***** Stored records *****

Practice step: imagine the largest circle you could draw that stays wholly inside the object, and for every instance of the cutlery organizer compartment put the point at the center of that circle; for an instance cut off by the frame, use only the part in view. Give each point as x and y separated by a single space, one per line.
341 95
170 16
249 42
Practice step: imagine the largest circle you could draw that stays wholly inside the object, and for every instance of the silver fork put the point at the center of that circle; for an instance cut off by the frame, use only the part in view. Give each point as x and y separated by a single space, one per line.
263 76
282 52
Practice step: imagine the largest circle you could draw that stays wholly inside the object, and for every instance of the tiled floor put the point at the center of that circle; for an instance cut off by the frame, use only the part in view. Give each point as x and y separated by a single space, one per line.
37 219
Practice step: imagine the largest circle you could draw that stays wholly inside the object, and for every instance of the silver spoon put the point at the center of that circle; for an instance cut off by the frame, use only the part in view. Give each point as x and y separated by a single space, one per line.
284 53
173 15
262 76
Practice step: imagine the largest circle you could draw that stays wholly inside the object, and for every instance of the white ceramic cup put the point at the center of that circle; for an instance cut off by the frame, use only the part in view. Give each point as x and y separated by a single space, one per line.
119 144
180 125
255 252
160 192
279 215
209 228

*****

Please write out all the records above again, switching every "largest circle" to "biggest circle" and leaving everything else unchanged.

Practice step: imagine the biggest circle you could draw that stays wholly inside the object, and for every instance of the cutlery organizer compartment put the point at the center of that circle; for an instance cut off by the frame, use only the part in view. Give each point as x and y separated by a single space, one per line.
341 95
170 16
249 42
Practice step: imagine the biggest circle you could draw that stays wholly inside the object, and for every instance of the silver fork put the point at the center of that circle; for an instance cut off by the frame, use only the part in view. Give each point as x and y separated by a single space, one per line.
263 76
282 52
Practice step: imagine the biggest circle you could draw that stays wholly inside the object, and for every instance of the tiled floor put the point at the center of that circle; for an instance cut off by the frame, use only the part in view. Give each point as x and y separated by a single space, one per line.
37 219
Practice step: imagine the biggest circle you could draw that stays wholly inside the object, and for every instance of the silver spoon put the point at the center of that circle; for an instance cut off by the frame, use only the part in view. Give each point as x and y separated by a single space, one per line.
284 53
173 15
262 76
Practice step: imagine the biggest circle you could draw that stays wholly inside the object, and for every instance of the white ceramic cup put the point at the center of that circle; for an instance cut off by the frame, use only the part in view. Give each point as x and y separated by a single space, one per line.
119 144
180 125
255 252
160 192
279 215
209 228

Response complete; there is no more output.